Record extracts »
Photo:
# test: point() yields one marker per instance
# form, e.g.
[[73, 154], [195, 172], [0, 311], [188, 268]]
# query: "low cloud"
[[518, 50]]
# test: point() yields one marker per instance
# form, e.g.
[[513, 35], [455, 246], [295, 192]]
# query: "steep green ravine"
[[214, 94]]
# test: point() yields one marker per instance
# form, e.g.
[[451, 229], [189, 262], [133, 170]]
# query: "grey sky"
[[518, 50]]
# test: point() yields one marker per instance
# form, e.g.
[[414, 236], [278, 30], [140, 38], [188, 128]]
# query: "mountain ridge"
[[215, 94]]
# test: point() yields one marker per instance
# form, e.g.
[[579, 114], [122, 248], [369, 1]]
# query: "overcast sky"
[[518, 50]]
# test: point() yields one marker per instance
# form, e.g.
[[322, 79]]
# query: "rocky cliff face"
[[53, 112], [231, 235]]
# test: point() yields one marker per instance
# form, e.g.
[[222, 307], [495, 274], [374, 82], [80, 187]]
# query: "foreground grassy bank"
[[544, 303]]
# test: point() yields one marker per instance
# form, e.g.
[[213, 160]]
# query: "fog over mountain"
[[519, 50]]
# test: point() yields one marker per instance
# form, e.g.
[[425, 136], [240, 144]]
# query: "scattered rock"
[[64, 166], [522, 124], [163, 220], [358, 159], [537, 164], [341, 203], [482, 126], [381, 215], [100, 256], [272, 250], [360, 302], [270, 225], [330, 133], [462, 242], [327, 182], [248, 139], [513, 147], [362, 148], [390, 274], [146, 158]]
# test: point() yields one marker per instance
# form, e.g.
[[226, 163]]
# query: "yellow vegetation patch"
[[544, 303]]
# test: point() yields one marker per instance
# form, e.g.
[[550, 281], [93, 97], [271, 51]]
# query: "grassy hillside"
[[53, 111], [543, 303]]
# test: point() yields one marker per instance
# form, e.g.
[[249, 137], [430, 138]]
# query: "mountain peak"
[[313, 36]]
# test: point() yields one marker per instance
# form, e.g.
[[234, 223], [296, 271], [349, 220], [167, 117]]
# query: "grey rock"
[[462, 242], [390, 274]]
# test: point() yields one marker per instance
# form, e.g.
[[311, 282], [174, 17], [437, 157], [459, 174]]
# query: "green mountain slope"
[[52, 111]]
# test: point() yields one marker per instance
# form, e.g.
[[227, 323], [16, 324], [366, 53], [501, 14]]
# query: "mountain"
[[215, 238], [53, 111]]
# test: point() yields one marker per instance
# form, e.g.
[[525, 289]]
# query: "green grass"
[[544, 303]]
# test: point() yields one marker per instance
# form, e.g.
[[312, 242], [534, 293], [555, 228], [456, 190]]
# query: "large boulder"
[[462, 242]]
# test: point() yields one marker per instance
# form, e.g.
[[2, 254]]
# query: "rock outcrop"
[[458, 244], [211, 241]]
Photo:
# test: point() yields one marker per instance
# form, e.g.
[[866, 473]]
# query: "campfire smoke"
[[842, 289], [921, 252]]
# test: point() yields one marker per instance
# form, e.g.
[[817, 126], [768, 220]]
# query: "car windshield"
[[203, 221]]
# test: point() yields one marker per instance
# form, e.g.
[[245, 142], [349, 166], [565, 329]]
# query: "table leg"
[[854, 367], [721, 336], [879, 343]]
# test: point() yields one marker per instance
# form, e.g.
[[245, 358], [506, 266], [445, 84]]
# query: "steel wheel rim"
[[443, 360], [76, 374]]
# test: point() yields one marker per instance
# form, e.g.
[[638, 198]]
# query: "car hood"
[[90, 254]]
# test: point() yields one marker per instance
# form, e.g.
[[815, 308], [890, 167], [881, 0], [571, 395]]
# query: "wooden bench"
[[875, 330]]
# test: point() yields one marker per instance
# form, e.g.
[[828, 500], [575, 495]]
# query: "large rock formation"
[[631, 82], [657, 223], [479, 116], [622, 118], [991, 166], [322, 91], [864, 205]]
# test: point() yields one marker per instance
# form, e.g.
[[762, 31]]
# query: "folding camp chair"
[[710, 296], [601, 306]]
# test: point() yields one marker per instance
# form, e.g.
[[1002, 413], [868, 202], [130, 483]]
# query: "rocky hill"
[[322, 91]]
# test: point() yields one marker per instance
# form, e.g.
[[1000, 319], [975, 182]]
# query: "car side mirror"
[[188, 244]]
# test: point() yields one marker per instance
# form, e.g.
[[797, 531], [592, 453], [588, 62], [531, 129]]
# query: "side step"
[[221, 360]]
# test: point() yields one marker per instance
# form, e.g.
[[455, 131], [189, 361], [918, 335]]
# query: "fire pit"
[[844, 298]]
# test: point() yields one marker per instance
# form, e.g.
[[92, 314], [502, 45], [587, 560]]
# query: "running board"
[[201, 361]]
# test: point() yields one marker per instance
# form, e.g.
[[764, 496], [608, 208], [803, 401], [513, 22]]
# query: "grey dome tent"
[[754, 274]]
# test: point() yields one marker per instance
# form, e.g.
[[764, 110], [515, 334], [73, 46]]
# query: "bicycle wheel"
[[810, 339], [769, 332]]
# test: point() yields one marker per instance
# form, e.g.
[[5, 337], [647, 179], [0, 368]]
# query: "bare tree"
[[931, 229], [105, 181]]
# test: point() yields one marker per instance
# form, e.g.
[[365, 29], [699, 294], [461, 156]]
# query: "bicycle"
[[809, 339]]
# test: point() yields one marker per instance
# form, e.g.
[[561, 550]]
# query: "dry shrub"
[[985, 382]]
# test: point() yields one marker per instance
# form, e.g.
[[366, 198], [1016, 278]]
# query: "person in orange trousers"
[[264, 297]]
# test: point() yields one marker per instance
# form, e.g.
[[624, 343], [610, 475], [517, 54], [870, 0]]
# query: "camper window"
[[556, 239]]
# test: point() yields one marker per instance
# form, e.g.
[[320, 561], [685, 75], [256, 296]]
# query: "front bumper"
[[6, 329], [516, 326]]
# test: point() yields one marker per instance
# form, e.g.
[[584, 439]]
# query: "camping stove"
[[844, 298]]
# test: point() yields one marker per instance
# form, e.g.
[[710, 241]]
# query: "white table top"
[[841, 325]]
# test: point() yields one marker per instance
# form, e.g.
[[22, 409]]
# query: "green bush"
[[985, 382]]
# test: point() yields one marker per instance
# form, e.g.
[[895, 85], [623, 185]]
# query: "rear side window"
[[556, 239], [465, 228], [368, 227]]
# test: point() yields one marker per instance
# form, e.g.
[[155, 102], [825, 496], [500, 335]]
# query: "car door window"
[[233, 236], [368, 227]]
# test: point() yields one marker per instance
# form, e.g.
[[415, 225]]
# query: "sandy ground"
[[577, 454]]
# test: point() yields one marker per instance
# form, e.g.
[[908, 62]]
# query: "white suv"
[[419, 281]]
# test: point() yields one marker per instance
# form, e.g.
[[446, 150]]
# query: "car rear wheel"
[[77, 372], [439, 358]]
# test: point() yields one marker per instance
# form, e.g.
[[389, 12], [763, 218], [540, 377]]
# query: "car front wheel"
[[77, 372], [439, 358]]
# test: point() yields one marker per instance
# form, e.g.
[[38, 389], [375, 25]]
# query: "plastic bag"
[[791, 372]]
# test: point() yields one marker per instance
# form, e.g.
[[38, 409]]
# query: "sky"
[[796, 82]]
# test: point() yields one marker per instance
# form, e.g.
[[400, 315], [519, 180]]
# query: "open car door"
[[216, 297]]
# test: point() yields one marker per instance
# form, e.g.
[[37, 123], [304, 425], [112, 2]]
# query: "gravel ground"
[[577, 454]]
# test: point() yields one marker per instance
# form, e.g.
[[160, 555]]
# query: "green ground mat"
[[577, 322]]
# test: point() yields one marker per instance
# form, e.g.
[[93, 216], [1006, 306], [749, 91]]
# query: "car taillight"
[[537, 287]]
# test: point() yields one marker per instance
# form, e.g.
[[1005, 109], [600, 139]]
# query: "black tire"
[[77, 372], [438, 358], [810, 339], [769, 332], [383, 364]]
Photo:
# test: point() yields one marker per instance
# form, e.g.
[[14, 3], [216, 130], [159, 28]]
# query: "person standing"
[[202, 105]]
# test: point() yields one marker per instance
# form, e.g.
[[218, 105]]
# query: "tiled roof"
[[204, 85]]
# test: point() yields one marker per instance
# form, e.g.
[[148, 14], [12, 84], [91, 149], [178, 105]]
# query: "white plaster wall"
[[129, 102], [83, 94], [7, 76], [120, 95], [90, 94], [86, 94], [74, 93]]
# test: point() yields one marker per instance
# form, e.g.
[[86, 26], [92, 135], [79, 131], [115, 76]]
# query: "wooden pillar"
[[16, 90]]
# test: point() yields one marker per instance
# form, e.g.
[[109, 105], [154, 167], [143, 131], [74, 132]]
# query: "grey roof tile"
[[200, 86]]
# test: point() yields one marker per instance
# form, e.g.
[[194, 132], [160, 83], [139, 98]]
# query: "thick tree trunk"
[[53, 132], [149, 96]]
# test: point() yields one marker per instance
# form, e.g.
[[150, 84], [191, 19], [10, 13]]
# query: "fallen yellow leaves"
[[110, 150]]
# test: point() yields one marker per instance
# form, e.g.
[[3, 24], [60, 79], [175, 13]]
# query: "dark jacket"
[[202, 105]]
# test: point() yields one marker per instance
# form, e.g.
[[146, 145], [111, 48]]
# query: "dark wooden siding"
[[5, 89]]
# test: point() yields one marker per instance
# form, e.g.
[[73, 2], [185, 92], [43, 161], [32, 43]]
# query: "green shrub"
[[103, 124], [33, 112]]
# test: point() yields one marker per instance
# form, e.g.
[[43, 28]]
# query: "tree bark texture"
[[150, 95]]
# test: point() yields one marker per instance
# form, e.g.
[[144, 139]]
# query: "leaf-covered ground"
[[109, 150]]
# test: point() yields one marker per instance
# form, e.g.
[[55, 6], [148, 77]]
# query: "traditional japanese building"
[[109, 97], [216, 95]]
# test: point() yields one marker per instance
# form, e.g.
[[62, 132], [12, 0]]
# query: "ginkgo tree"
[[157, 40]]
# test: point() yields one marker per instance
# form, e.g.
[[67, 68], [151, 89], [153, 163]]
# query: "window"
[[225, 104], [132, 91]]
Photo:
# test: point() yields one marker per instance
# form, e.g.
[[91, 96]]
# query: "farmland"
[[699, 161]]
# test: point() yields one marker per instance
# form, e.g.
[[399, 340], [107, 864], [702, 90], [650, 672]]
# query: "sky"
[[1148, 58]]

Task details » List every line of the records that contains the string "rear", treating uppercase and lowercase letters as distinct.

Answer to the problem »
# query: "rear side window"
# query: "car rear wheel"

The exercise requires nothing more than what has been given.